EXERCISE DETAILS: An exact copy of every record below is what's needed here.

EXERCISE DATA: Begin

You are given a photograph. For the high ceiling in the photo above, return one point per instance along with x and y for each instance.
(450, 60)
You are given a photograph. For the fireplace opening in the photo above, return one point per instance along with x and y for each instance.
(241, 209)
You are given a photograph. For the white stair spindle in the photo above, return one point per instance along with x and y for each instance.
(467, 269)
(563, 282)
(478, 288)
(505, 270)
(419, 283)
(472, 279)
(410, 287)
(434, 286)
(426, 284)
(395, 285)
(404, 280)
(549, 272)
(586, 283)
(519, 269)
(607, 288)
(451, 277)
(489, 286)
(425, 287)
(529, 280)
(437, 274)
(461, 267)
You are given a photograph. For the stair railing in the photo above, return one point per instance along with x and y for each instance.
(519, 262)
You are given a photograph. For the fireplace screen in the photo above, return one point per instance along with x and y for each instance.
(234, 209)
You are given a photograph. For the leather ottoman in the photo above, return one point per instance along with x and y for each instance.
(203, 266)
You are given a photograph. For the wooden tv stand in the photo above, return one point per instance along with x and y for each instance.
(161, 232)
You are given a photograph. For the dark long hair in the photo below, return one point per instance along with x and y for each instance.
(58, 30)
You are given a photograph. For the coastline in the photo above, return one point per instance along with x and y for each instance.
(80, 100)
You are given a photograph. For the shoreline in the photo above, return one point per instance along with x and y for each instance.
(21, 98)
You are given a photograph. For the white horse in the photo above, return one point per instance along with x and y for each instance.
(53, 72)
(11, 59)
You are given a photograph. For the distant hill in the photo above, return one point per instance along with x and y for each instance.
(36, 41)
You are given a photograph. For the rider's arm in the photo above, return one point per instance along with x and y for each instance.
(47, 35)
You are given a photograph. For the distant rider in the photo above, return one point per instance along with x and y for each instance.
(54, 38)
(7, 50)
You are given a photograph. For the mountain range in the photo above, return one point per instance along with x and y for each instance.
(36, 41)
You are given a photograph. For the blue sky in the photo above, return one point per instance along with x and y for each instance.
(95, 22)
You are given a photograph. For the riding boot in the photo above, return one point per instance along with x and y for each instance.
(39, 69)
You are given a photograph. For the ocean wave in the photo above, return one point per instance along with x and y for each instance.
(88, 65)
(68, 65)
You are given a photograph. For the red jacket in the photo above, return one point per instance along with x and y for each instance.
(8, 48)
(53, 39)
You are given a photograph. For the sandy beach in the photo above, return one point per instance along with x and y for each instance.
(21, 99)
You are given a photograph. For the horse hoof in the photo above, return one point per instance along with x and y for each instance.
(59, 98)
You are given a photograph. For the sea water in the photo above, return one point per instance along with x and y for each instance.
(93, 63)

EXERCISE DATA: End

SOLUTION TO THE PROBLEM:
You are given a photograph. For the high ceiling in the photo above, return one point per instance along with x and y for each instance.
(450, 60)
You are given a photograph. For the fireplace opening in the photo above, return one point per instance along with x and y for each instance.
(241, 209)
You are given a photograph. For the white stair spindle in the photo above, return one point per instance along with x and y for each instance.
(467, 269)
(563, 282)
(478, 288)
(505, 270)
(419, 283)
(472, 279)
(410, 287)
(434, 286)
(426, 284)
(395, 285)
(404, 280)
(549, 272)
(586, 283)
(519, 269)
(607, 288)
(451, 277)
(489, 286)
(425, 287)
(529, 280)
(437, 274)
(461, 267)
You are given a photograph. For the stair railing in the photo above, return one point per instance along with x and y for each instance.
(519, 262)
You are given a photograph. For the fireplace screen in the photo above, return one point per instance along with x and y for each instance.
(234, 209)
You are given a photograph. For the leather ottoman in the photo above, return one point per instance along with x and y for each instance.
(203, 266)
You are given a photograph. For the wooden tv stand in the photo above, return one point per instance along with x and y for each instance.
(161, 232)
You are given a photograph. For the dark long hair in the photo below, return one point per instance along with x and y for each instance.
(58, 30)
You are given a photograph. For the coastline in the photo above, return one point per instance along with x and y for each instance.
(80, 100)
You are given a photograph. For the shoreline in the photo above, return one point per instance along with x and y for each instance.
(21, 98)
You are given a photograph. For the white horse in the photo above, return one point per instance along with x and y for each instance.
(53, 72)
(11, 59)
You are given a photograph. For the distant hill in the photo above, return one point per instance along with x and y for each instance.
(36, 41)
You are given a photograph. For the rider's arm in the photo above, return one point per instance along with x and y for each instance.
(47, 35)
You are given a photograph. For the distant rider in the photo above, return one point per instance along with x and y for each instance.
(54, 38)
(7, 50)
You are given a photograph. For the mountain range in the photo above, return one point per instance along with x and y for each instance.
(36, 41)
You are given a photograph. For the blue sky in the photo above, return one point per instance along with x and y for each instance.
(95, 22)
You are given a photograph. For the riding boot in the photo above, return one point per instance along with x and y for each instance.
(39, 69)
You are given a photograph. For the ocean wave in the photo above, return one point per instance along with x and y for each instance.
(88, 65)
(68, 65)
You are given a photograph. For the red jacket in the photo above, return one point per instance along with x and y for each instance.
(8, 48)
(53, 39)
You are given a photograph. For the sandy beach in the photo above, return one point per instance along with x and y for each instance.
(21, 99)
You are given a photograph. For the horse hoof in the photo above, return one point per instance along with x and y for each instance.
(59, 98)
You are given a photograph. For the sea water in the photo above, return one point per instance along with x and y for each instance.
(93, 63)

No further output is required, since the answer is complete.